# [OBJECTIVE]
Output the lines that follow exactly as they are.
##### RECORDS SUPPLIED
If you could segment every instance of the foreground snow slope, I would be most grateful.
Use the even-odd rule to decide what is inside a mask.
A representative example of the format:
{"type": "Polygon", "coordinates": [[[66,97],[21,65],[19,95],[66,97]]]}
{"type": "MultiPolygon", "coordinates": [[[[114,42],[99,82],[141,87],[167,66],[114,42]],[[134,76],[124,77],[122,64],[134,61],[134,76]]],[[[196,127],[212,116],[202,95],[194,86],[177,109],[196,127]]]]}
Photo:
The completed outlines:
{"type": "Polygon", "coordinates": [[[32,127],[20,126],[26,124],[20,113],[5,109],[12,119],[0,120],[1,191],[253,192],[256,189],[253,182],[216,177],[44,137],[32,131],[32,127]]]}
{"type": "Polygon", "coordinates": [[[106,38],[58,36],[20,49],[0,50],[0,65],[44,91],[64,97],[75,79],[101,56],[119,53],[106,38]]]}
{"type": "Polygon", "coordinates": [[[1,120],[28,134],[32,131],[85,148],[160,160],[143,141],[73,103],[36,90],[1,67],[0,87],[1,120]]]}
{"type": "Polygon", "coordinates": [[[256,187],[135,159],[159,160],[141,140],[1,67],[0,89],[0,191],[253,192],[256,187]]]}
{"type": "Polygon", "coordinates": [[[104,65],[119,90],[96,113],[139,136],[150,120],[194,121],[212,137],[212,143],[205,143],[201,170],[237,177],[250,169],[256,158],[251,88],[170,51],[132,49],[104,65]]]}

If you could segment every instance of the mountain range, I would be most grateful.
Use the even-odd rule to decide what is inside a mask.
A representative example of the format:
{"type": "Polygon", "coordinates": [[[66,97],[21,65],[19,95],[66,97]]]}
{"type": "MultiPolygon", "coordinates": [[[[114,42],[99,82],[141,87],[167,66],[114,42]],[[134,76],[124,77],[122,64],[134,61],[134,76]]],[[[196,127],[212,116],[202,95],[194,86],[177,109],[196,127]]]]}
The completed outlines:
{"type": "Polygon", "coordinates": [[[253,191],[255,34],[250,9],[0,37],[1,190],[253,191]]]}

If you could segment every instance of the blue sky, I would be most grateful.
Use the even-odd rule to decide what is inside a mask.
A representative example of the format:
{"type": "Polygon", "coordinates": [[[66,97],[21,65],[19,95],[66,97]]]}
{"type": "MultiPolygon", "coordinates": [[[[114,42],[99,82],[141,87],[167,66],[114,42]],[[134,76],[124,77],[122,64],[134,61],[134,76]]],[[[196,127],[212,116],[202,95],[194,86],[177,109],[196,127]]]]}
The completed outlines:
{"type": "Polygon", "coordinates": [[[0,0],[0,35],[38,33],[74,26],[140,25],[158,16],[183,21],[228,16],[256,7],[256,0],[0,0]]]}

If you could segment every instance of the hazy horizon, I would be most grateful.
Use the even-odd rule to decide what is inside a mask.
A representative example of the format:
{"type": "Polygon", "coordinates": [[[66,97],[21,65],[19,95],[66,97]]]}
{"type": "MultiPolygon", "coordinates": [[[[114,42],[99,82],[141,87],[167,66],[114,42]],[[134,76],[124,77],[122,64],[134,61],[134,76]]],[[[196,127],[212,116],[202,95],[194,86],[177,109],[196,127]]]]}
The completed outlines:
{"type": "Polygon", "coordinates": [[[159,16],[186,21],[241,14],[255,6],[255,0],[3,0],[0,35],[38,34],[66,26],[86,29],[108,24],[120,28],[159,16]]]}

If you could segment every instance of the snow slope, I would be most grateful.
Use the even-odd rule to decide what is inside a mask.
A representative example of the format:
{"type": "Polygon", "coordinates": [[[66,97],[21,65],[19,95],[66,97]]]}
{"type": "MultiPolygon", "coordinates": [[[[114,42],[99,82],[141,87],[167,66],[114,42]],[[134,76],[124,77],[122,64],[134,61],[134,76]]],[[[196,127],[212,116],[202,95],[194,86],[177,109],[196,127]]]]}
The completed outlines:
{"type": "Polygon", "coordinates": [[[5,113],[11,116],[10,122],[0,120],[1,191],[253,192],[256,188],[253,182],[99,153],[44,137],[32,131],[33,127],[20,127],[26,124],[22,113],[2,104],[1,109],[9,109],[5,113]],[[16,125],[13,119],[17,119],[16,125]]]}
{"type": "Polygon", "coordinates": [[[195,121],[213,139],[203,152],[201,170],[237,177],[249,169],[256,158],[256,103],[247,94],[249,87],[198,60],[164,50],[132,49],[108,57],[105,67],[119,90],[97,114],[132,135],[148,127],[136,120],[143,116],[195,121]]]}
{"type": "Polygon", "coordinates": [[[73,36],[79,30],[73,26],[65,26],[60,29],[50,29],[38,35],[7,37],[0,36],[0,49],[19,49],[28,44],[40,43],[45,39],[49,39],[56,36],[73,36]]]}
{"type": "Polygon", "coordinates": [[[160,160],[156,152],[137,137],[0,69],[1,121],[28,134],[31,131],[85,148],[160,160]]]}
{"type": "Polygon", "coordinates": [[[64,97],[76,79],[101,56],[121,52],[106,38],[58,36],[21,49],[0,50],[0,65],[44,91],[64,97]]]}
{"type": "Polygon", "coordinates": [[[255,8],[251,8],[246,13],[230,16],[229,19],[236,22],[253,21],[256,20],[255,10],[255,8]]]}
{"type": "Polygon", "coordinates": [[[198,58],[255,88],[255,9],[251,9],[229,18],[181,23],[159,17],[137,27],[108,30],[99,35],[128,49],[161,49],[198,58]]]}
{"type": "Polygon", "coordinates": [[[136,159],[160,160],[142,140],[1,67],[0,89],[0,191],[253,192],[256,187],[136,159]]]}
##########
# [THE OUTPUT]
If you could segment every instance of the foreground snow slope, I would be most grateful.
Use the even-odd rule to decide what is inside a mask.
A representative example of the format:
{"type": "Polygon", "coordinates": [[[66,97],[21,65],[19,95],[66,97]]]}
{"type": "MultiPolygon", "coordinates": [[[[114,42],[99,82],[141,87],[167,66],[114,42]],[[134,76],[124,77],[122,64],[134,61],[134,76]]],[[[196,127],[212,116],[202,95],[194,86],[177,109],[196,127]]]]}
Photo:
The completed outlines:
{"type": "Polygon", "coordinates": [[[32,127],[20,126],[26,124],[20,113],[5,109],[12,119],[0,120],[1,191],[253,192],[256,189],[253,182],[216,177],[44,137],[32,131],[32,127]]]}
{"type": "Polygon", "coordinates": [[[106,38],[58,36],[20,49],[0,50],[0,65],[44,91],[64,97],[75,79],[101,56],[119,53],[106,38]]]}
{"type": "Polygon", "coordinates": [[[1,120],[28,134],[32,131],[85,148],[160,160],[143,141],[73,103],[36,90],[1,67],[0,87],[1,120]]]}
{"type": "Polygon", "coordinates": [[[256,187],[135,159],[159,160],[141,140],[1,67],[0,89],[0,191],[253,192],[256,187]]]}
{"type": "Polygon", "coordinates": [[[104,65],[119,90],[96,113],[139,136],[150,120],[194,121],[212,137],[212,143],[205,143],[201,170],[237,177],[250,169],[256,158],[251,88],[170,51],[132,49],[104,65]]]}

If you could segment every instance of the mountain range, I would be most grateful.
Use the even-odd rule to decide what is inside a mask.
A representative example of the format:
{"type": "Polygon", "coordinates": [[[66,97],[21,65],[19,95],[66,97]]]}
{"type": "MultiPolygon", "coordinates": [[[[114,42],[99,82],[141,87],[167,66],[114,42]],[[134,76],[124,77],[122,64],[134,61],[134,76]]],[[[196,127],[212,116],[202,95],[194,86],[177,109],[196,127]]]]}
The completed outlines:
{"type": "Polygon", "coordinates": [[[253,191],[255,34],[250,9],[0,37],[1,190],[253,191]]]}

If you could segment every instance of the blue sky, I would be most grateful.
Use the even-odd rule to decide what is inside a mask.
A representative example of the format:
{"type": "Polygon", "coordinates": [[[66,97],[21,65],[19,95],[66,97]]]}
{"type": "MultiPolygon", "coordinates": [[[[114,42],[99,82],[141,87],[167,66],[114,42]],[[134,76],[124,77],[122,64],[134,61],[134,76]]],[[[196,127],[212,116],[202,95],[194,86],[177,109],[196,127]]]]}
The completed outlines:
{"type": "Polygon", "coordinates": [[[0,0],[0,35],[38,33],[74,26],[140,25],[158,16],[183,21],[228,16],[256,7],[256,0],[0,0]]]}

If you could segment every instance of the hazy horizon, I would be most grateful.
Use the even-odd rule to decide what is inside a mask.
A representative example of the format:
{"type": "Polygon", "coordinates": [[[66,97],[21,65],[19,95],[66,97]]]}
{"type": "MultiPolygon", "coordinates": [[[[114,42],[99,82],[141,87],[167,66],[114,42]],[[134,76],[124,77],[122,64],[134,61],[134,76]]],[[[196,127],[212,116],[202,95],[194,86],[177,109],[196,127]]]]}
The completed outlines:
{"type": "Polygon", "coordinates": [[[159,16],[186,21],[241,14],[255,6],[255,0],[3,0],[0,35],[38,34],[66,26],[86,29],[108,24],[120,28],[159,16]]]}

If you could segment every instance of the snow slope, I would be most grateful.
Use the even-odd rule to decide what is inside a mask.
A representative example of the format:
{"type": "Polygon", "coordinates": [[[66,97],[21,65],[19,95],[66,97]]]}
{"type": "MultiPolygon", "coordinates": [[[[114,42],[99,82],[141,87],[167,66],[114,42]],[[134,76],[124,77],[122,64],[134,61],[134,76]]],[[[196,127],[212,116],[202,95],[194,86],[177,109],[196,127]]]]}
The completed outlines:
{"type": "Polygon", "coordinates": [[[5,113],[11,116],[10,122],[0,120],[1,191],[253,192],[256,188],[253,182],[99,153],[44,137],[32,131],[33,127],[20,127],[26,124],[22,113],[2,104],[1,109],[9,109],[5,113]],[[16,125],[13,119],[17,119],[16,125]]]}
{"type": "Polygon", "coordinates": [[[195,121],[213,139],[203,152],[201,170],[237,177],[249,169],[256,158],[256,103],[247,94],[249,87],[198,60],[164,50],[132,49],[108,57],[105,67],[119,90],[97,114],[132,135],[148,127],[136,120],[143,116],[195,121]]]}
{"type": "Polygon", "coordinates": [[[73,36],[79,30],[73,26],[65,26],[60,29],[50,29],[38,35],[7,37],[0,36],[0,49],[19,49],[28,44],[40,43],[45,39],[49,39],[56,36],[73,36]]]}
{"type": "Polygon", "coordinates": [[[160,160],[156,152],[137,137],[0,69],[1,121],[28,134],[31,131],[85,148],[160,160]]]}
{"type": "Polygon", "coordinates": [[[64,97],[76,79],[101,56],[121,52],[106,38],[58,36],[21,49],[0,50],[0,65],[44,91],[64,97]]]}
{"type": "Polygon", "coordinates": [[[255,8],[251,8],[246,13],[230,16],[229,19],[236,22],[253,21],[256,20],[255,10],[255,8]]]}
{"type": "Polygon", "coordinates": [[[198,58],[255,88],[255,9],[251,9],[229,18],[181,23],[159,17],[137,27],[108,30],[99,35],[128,49],[161,49],[198,58]]]}
{"type": "Polygon", "coordinates": [[[136,159],[160,160],[142,140],[1,67],[0,89],[0,191],[253,192],[256,187],[136,159]]]}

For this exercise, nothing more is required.